**What is required**
Using the Islamia University of Bahawalpur profile below, explain in one to three sentences why the university added two campuses in 2005.

**Document extract**
=-=-=

The Islamia University of Bahawalpur (IUB), formerly known as Jamia Abbasia, is a public university located in Bahawalpur, Punjab, Pakistan. It is the only government university of the division, which gives standard education in practical as well as in theoretical sense.

History 
Islamia University began as Jamia Abbasia, a religious university established in Bahawalpur in 1925  following the academic pursuits of Al-Azhar University in Egypt. In 1975, Jamia Abbasia was declared a general university and renamed as The Islamia University of Bahawalpur.

Overview
The university started at the Abbasia and Khawaja Fareed campuses with ten departments. Later, 1280 acres of land was allotted to the university on Hasilpur Road about eight kilometers away from the city centre which became the Baghdad-ul-Jadeed campus. It consists 126 teaching departments offering 300  disciplines. In 2015, it was ranked 11th in the general (large) category of universities.

Faculties
The Islamia University Bahawalpur has currently fifteen functional faculties  which are listed as, 

 Faculty of Law
 Faculty of Education
 Faculty of Chemical & Biological Sciences
 Faculty of Physical & Mathematical Sciences
 Faculty of Management Sciences and Commerce
 Faculty of Computing
 Faculty of Social sciences
 Faculty of Pharmacy
 Faculty of Islamic Learning
 Faculty of Arts and Languages
 Faculty of Engineering
 Faculty of Veterinary and Animal Sciences
 Faculty of Agriculture and Environment
 Faculty of Medicine and Allied Health Sciences
 Faculty of Online and Distance Education

Sub campuses
Islamia University added two more campuses in 2005: One covering eastern side of Bahawalpur Division (in Bahawalnagar; known as IUB Bahawalnagar Campus) and the other one to cover western side of Bahawalpur Division (in Rahim Yar Khan; known as IUB - Rahim Yar Khan Campus or IUB - RYK Campus).

=-=-=

**Data**
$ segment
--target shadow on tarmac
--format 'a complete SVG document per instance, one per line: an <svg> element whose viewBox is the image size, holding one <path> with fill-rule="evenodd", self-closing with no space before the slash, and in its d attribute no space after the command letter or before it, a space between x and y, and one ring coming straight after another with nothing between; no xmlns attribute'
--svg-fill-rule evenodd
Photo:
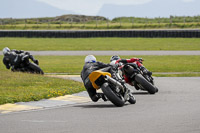
<svg viewBox="0 0 200 133"><path fill-rule="evenodd" d="M148 92L133 92L133 95L150 95Z"/></svg>
<svg viewBox="0 0 200 133"><path fill-rule="evenodd" d="M124 104L124 106L127 106L127 104ZM75 105L73 107L82 107L82 108L120 108L120 107L115 106L111 102L109 104Z"/></svg>

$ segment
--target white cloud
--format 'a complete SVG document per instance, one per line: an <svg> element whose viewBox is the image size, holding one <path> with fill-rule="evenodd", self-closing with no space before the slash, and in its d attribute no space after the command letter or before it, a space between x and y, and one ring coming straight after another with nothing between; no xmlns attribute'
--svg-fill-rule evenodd
<svg viewBox="0 0 200 133"><path fill-rule="evenodd" d="M194 2L195 0L182 0L185 3L190 3L190 2Z"/></svg>
<svg viewBox="0 0 200 133"><path fill-rule="evenodd" d="M104 4L138 5L152 0L37 0L62 10L78 14L96 15Z"/></svg>

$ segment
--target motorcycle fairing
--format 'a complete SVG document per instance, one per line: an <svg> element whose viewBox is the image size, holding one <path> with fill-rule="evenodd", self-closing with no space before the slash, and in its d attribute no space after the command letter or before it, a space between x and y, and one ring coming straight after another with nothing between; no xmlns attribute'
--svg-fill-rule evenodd
<svg viewBox="0 0 200 133"><path fill-rule="evenodd" d="M98 86L95 81L100 77L100 76L110 76L111 77L111 74L109 72L102 72L100 70L97 70L97 71L94 71L92 72L90 75L89 75L89 79L90 79L90 82L92 83L92 86L95 88L95 89L99 89L100 86Z"/></svg>

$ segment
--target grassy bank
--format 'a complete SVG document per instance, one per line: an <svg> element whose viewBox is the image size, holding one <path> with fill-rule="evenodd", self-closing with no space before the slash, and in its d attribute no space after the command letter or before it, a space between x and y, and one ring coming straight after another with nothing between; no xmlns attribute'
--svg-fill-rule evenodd
<svg viewBox="0 0 200 133"><path fill-rule="evenodd" d="M1 30L105 30L105 29L196 29L200 28L199 22L191 23L131 23L131 22L112 22L112 23L58 23L58 24L6 24L0 25Z"/></svg>
<svg viewBox="0 0 200 133"><path fill-rule="evenodd" d="M0 60L2 57L0 56ZM104 63L109 63L110 57L96 56L97 60ZM131 57L143 58L144 66L152 72L200 72L200 56L121 56L121 58ZM80 74L85 56L36 56L36 58L46 73ZM0 71L7 70L1 65Z"/></svg>
<svg viewBox="0 0 200 133"><path fill-rule="evenodd" d="M200 50L200 38L0 38L0 49Z"/></svg>
<svg viewBox="0 0 200 133"><path fill-rule="evenodd" d="M37 101L85 90L79 82L10 71L0 71L0 81L0 104Z"/></svg>

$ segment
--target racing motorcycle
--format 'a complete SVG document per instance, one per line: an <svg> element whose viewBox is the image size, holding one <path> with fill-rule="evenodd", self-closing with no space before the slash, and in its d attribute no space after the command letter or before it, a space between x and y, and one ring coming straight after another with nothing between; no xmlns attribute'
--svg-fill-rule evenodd
<svg viewBox="0 0 200 133"><path fill-rule="evenodd" d="M145 90L150 94L158 92L153 77L141 71L136 63L121 64L119 70L121 70L121 76L128 78L126 81L134 86L136 90Z"/></svg>
<svg viewBox="0 0 200 133"><path fill-rule="evenodd" d="M130 89L111 77L109 72L96 70L89 75L92 86L95 89L103 91L104 95L117 107L124 106L128 101L130 104L135 104L136 100L130 93Z"/></svg>
<svg viewBox="0 0 200 133"><path fill-rule="evenodd" d="M31 62L28 56L25 55L23 58L23 61L21 61L20 65L17 68L15 66L12 66L11 71L44 74L43 70L39 67L39 65L34 62Z"/></svg>

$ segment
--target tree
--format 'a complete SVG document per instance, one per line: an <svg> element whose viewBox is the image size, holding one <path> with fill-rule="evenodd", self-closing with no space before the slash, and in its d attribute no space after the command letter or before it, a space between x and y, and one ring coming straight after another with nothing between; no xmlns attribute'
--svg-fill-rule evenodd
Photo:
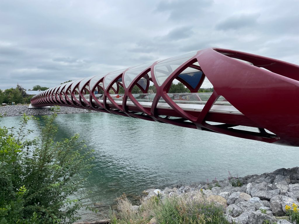
<svg viewBox="0 0 299 224"><path fill-rule="evenodd" d="M173 83L168 93L184 93L190 92L189 90L189 89L181 82L179 82L177 84Z"/></svg>
<svg viewBox="0 0 299 224"><path fill-rule="evenodd" d="M0 223L71 223L83 207L71 200L92 167L93 151L79 136L54 141L54 114L44 116L39 136L26 140L30 119L24 115L18 129L0 128ZM18 130L17 131L16 131Z"/></svg>
<svg viewBox="0 0 299 224"><path fill-rule="evenodd" d="M149 90L152 90L153 93L157 93L157 88L154 85L150 86L149 87Z"/></svg>
<svg viewBox="0 0 299 224"><path fill-rule="evenodd" d="M0 104L2 105L4 100L4 93L0 89Z"/></svg>
<svg viewBox="0 0 299 224"><path fill-rule="evenodd" d="M198 93L213 93L214 91L213 88L200 88Z"/></svg>
<svg viewBox="0 0 299 224"><path fill-rule="evenodd" d="M66 81L64 82L62 82L62 83L60 83L60 85L61 85L62 84L64 84L65 83L66 83L67 82L71 82L72 81L72 80L69 80L68 81Z"/></svg>
<svg viewBox="0 0 299 224"><path fill-rule="evenodd" d="M17 87L16 89L19 90L23 97L26 97L28 96L28 94L26 93L26 90L22 87L22 86L19 85L19 83L17 84Z"/></svg>
<svg viewBox="0 0 299 224"><path fill-rule="evenodd" d="M11 99L12 102L15 102L16 104L24 103L24 99L22 94L17 88L14 90Z"/></svg>
<svg viewBox="0 0 299 224"><path fill-rule="evenodd" d="M133 86L133 88L132 89L131 92L132 94L138 94L141 93L141 90L139 88L139 87L137 85L135 85ZM124 94L125 93L125 90L123 87L121 85L119 86L119 90L118 90L118 93L119 94Z"/></svg>
<svg viewBox="0 0 299 224"><path fill-rule="evenodd" d="M11 99L15 89L13 88L7 89L4 90L4 96L3 102L8 104L11 103Z"/></svg>
<svg viewBox="0 0 299 224"><path fill-rule="evenodd" d="M49 87L46 87L45 86L41 86L39 85L34 86L32 88L32 90L33 91L37 91L38 90L41 90L44 91L47 90L49 88Z"/></svg>

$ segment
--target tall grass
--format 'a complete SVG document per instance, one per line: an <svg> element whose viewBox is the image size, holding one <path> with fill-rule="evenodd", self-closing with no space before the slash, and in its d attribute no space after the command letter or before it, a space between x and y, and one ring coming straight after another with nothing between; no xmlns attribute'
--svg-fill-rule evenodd
<svg viewBox="0 0 299 224"><path fill-rule="evenodd" d="M141 200L139 209L123 196L118 201L119 212L112 213L113 224L146 224L153 217L158 224L228 224L221 205L206 200L200 193L173 196L162 199L160 196Z"/></svg>

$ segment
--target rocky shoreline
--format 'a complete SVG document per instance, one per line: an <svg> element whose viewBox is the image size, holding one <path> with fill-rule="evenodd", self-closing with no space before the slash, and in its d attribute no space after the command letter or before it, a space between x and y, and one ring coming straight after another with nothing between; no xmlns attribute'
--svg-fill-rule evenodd
<svg viewBox="0 0 299 224"><path fill-rule="evenodd" d="M5 106L0 107L0 115L4 116L22 116L24 113L28 115L48 115L53 112L50 108L28 109L29 105ZM60 107L58 114L97 112L94 111L68 107Z"/></svg>
<svg viewBox="0 0 299 224"><path fill-rule="evenodd" d="M228 220L232 223L290 224L286 216L286 206L292 210L294 205L299 206L299 167L243 178L231 177L211 183L179 185L163 191L150 189L144 193L147 194L145 200L158 194L162 198L201 194L207 200L223 206Z"/></svg>

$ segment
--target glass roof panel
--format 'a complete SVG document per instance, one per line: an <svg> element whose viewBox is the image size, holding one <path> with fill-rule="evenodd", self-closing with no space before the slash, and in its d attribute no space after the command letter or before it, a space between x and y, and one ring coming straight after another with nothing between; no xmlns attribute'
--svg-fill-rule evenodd
<svg viewBox="0 0 299 224"><path fill-rule="evenodd" d="M83 88L84 86L85 85L85 84L86 84L86 83L88 81L88 80L89 79L91 79L94 77L94 76L92 76L90 77L89 77L88 78L84 79L81 81L81 82L80 82L80 84L79 84L79 91L81 91L82 88Z"/></svg>
<svg viewBox="0 0 299 224"><path fill-rule="evenodd" d="M125 70L125 69L121 69L115 72L112 72L105 76L104 79L104 87L105 88L107 88L113 79L120 75Z"/></svg>
<svg viewBox="0 0 299 224"><path fill-rule="evenodd" d="M146 79L143 77L138 81L137 83L140 85L144 90L145 90L147 88L147 80Z"/></svg>
<svg viewBox="0 0 299 224"><path fill-rule="evenodd" d="M79 83L80 81L84 79L78 79L78 80L76 80L74 81L74 82L72 83L72 85L71 86L71 91L72 92L74 90L74 89L75 88L75 87L77 85L78 83Z"/></svg>
<svg viewBox="0 0 299 224"><path fill-rule="evenodd" d="M116 82L115 82L112 85L112 87L114 88L115 90L117 90L117 84Z"/></svg>
<svg viewBox="0 0 299 224"><path fill-rule="evenodd" d="M108 74L108 73L107 72L105 73L103 73L102 74L100 74L100 75L98 75L97 76L96 76L91 79L91 80L90 80L90 82L89 82L89 91L91 91L91 90L92 90L94 87L94 85L95 85L96 83L99 82L99 80L100 79L102 79L102 78L107 75L107 74Z"/></svg>
<svg viewBox="0 0 299 224"><path fill-rule="evenodd" d="M149 67L153 62L148 63L133 67L129 69L125 73L124 83L127 88L138 75Z"/></svg>
<svg viewBox="0 0 299 224"><path fill-rule="evenodd" d="M72 81L72 82L68 82L65 85L65 87L64 88L64 92L66 93L66 91L68 90L69 88L70 87L71 85L73 84L73 83L74 82L74 81Z"/></svg>
<svg viewBox="0 0 299 224"><path fill-rule="evenodd" d="M154 73L161 86L174 70L195 55L196 52L162 61L155 66Z"/></svg>
<svg viewBox="0 0 299 224"><path fill-rule="evenodd" d="M185 70L178 76L188 83L193 89L195 89L200 81L202 75L202 72L198 70L194 70L194 69L193 71L185 71Z"/></svg>

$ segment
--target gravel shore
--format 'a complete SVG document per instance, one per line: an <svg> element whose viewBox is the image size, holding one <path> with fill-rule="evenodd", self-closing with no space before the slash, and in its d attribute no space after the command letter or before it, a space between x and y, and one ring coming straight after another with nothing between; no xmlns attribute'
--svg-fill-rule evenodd
<svg viewBox="0 0 299 224"><path fill-rule="evenodd" d="M29 105L5 106L0 107L0 115L2 116L22 116L24 113L27 115L47 115L53 114L50 108L28 109ZM94 111L68 107L60 107L60 111L57 113L77 113L96 112Z"/></svg>
<svg viewBox="0 0 299 224"><path fill-rule="evenodd" d="M288 209L297 212L299 207L299 167L244 177L231 177L219 182L179 185L163 190L149 189L144 193L147 195L145 200L158 195L163 199L175 195L194 197L199 194L223 206L228 220L232 223L291 224L286 216Z"/></svg>

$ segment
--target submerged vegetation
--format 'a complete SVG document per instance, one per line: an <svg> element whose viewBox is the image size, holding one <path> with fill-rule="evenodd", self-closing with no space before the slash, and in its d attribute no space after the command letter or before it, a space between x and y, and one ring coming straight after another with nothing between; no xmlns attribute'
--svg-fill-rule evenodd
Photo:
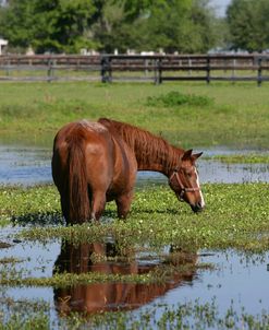
<svg viewBox="0 0 269 330"><path fill-rule="evenodd" d="M269 248L267 184L205 185L204 195L206 210L194 214L187 204L179 204L166 186L138 189L127 221L117 220L114 203L108 203L100 224L52 225L46 231L37 226L19 235L21 239L41 241L64 238L72 244L112 237L122 249L137 244L156 248L172 244L187 250L236 248L257 252ZM4 222L59 224L62 221L59 196L52 186L2 188L0 197Z"/></svg>
<svg viewBox="0 0 269 330"><path fill-rule="evenodd" d="M266 311L249 315L242 308L234 310L233 302L224 313L220 313L216 299L201 303L175 304L172 307L154 304L144 311L102 313L87 316L72 313L62 315L58 320L50 320L50 307L45 302L9 300L5 320L0 300L0 329L268 329L269 318ZM162 311L159 313L158 310Z"/></svg>

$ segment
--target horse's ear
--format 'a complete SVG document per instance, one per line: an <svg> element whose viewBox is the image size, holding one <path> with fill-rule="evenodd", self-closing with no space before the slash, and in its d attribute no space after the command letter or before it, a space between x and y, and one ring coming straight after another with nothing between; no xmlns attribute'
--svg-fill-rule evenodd
<svg viewBox="0 0 269 330"><path fill-rule="evenodd" d="M196 161L198 157L200 157L203 155L203 152L199 152L198 154L194 154L194 155L192 155L192 158L194 160L194 161Z"/></svg>
<svg viewBox="0 0 269 330"><path fill-rule="evenodd" d="M193 150L192 150L192 149L189 149L189 150L185 151L185 152L184 152L184 155L182 156L182 161L189 160L189 158L191 158L191 156L192 156L192 152L193 152Z"/></svg>

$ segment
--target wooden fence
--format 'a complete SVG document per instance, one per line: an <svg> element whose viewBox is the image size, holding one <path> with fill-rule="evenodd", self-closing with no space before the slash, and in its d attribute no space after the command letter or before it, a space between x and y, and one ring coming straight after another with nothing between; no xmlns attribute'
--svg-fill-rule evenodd
<svg viewBox="0 0 269 330"><path fill-rule="evenodd" d="M269 55L0 56L1 81L269 81Z"/></svg>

=-=-=

**Output for this task**
The two campuses were added to serve the two sides of Bahawalpur Division. The Bahawalnagar campus (IUB Bahawalnagar Campus) covers the eastern side, and the Rahim Yar Khan campus (IUB - RYK Campus) covers the western side.